> [READING TEXT]:
If you are planning on shipping an optimized executable, then you need
to do your timing tests on optimized builds. Otherwise the numbers are
meaningless due to the vast speed differences between optimized and
non-optimized.

Finally, are you calling that time function every loop in a tight
inner loop? Bad. The timing function et al itself could be dwarfing
your runtime. Call your time function at far less frequent intervals,
and don't do micro-benchmarks. I would suggest doing whatever
performance change, and then rerun your entire program, and see if you
get a measurable difference in runtime.


no, I just wanted to measure runtime of a special function, not all of
my code,
so I read the timer value before and after that function. that
function is a black box from outside.

anyway I think my problem solved by using inline functions.
thanks alot
 
N

none

thanks alot for your guides, I think my problem solved.
I used inline function instead of macro. I also used 'call by
reference' to reduce time overhead.
as I measured now my code is as fast as a macro, while using a "not
inline function" caused not acceptable runtime.

> [SET PROBLEM A]:
Please answer these from the thread on timing code:
(i) What kind of builds should timing tests be run on when an optimized executable will be shipped?
(ii) What did the poster use in place of a macro?
(iii) What did the poster also use to reduce time overhead?

> [MATERIAL FOR THE TASK]:
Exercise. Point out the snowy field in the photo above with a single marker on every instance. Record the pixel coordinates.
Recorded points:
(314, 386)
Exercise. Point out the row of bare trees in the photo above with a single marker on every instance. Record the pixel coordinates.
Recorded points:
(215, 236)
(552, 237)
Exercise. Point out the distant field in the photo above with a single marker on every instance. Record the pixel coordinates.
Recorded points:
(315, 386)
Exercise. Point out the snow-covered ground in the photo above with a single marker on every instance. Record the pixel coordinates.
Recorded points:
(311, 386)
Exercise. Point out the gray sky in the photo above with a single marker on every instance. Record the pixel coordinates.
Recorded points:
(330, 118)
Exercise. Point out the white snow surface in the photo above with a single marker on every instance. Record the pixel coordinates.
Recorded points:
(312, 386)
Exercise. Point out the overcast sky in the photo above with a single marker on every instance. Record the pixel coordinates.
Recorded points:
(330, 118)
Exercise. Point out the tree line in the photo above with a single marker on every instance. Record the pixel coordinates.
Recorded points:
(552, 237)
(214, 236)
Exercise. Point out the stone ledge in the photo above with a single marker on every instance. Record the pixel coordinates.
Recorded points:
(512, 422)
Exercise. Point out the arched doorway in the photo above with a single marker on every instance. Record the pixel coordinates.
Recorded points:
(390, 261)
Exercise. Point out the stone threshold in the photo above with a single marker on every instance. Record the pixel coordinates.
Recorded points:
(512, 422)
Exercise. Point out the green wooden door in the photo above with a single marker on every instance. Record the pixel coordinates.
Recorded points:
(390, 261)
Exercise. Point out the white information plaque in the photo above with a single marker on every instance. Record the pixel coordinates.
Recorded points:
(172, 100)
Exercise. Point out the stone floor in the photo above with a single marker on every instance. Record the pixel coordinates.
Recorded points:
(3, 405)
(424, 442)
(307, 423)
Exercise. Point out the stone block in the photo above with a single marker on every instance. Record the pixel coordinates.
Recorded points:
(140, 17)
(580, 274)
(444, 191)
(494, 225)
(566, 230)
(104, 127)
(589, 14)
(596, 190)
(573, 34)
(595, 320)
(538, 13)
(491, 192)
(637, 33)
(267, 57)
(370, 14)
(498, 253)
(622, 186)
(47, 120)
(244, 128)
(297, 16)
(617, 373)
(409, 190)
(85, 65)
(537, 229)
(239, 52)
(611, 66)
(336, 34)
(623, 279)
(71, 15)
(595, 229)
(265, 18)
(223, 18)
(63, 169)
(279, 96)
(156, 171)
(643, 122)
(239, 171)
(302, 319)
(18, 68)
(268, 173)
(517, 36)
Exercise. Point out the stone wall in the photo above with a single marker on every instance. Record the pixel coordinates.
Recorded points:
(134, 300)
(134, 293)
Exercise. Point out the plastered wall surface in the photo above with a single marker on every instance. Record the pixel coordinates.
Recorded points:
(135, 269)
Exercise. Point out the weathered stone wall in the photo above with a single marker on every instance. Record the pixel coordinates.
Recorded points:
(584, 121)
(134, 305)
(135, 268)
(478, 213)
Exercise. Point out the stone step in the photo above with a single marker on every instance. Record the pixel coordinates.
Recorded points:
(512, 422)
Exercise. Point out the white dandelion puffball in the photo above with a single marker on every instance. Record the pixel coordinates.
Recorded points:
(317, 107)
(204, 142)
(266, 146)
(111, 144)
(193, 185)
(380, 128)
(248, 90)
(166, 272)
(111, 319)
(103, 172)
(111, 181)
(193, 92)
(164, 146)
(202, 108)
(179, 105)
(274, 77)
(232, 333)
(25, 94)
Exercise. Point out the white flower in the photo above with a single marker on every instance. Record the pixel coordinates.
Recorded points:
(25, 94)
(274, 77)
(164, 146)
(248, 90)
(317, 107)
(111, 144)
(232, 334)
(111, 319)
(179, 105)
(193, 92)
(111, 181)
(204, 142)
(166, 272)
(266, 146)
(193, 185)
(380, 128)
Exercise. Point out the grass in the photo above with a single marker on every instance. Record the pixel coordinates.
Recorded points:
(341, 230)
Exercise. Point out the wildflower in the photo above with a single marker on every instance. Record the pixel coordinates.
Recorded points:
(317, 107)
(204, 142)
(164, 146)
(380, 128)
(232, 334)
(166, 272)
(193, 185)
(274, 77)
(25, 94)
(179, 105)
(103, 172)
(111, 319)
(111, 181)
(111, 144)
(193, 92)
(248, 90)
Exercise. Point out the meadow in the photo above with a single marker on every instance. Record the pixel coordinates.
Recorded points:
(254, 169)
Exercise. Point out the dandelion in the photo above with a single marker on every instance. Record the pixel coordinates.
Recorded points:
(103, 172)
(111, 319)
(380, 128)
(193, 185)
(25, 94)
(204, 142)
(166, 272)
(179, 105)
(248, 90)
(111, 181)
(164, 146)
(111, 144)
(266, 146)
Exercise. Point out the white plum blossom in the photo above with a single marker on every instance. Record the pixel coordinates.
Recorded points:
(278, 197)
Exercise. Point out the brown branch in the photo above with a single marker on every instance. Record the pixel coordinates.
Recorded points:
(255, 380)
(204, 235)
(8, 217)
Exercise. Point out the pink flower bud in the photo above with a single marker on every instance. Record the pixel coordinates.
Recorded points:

> [SET PROBLEM B]: Return the rows unchanged, starting with the line in the rows that contains "Exercise. Point out the meadow" and going on through the last line of the rows, both ends included.

> [WRITTEN SOLUTION A]:
(i) Optimized builds.
(ii) An inline function.
(iii) Call by reference.

> [WRITTEN SOLUTION B]:
Exercise. Point out the meadow in the photo above with a single marker on every instance. Record the pixel coordinates.
Recorded points:
(254, 169)
Exercise. Point out the dandelion in the photo above with a single marker on every instance. Record the pixel coordinates.
Recorded points:
(103, 172)
(111, 319)
(380, 128)
(193, 185)
(25, 94)
(204, 142)
(166, 272)
(179, 105)
(248, 90)
(111, 181)
(164, 146)
(111, 144)
(266, 146)
Exercise. Point out the white plum blossom in the photo above with a single marker on every instance. Record the pixel coordinates.
Recorded points:
(278, 197)
Exercise. Point out the brown branch in the photo above with a single marker on every instance. Record the pixel coordinates.
Recorded points:
(255, 380)
(204, 235)
(8, 217)
Exercise. Point out the pink flower bud in the photo above with a single marker on every instance. Record the pixel coordinates.
Recorded points:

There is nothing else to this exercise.